### RECORDS SHOWN:
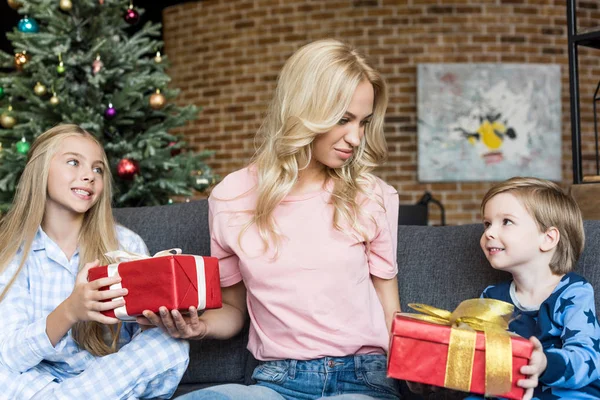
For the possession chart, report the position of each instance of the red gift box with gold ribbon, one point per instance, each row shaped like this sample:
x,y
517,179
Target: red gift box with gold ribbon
x,y
467,352
174,281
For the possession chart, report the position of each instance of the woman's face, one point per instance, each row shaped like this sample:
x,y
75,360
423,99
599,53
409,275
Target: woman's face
x,y
334,148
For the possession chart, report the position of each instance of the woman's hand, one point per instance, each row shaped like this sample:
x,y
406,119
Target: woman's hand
x,y
537,365
175,324
85,302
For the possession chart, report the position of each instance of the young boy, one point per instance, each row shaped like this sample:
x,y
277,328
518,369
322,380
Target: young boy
x,y
535,231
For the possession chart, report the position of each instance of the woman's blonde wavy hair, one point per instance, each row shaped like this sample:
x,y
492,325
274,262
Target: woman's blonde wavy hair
x,y
20,225
314,90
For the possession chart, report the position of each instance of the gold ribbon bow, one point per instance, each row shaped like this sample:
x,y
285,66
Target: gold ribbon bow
x,y
487,315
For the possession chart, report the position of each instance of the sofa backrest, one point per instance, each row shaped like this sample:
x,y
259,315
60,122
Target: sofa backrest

### DIRECTIONS FOR THIS TASK:
For the word "backrest", return every line of the records that holds it.

### ANSWER SECTION:
For the possession chart, report the position of each instance of the sofa backrest, one point per instance, each row shaped like this sample:
Target: sofa backrest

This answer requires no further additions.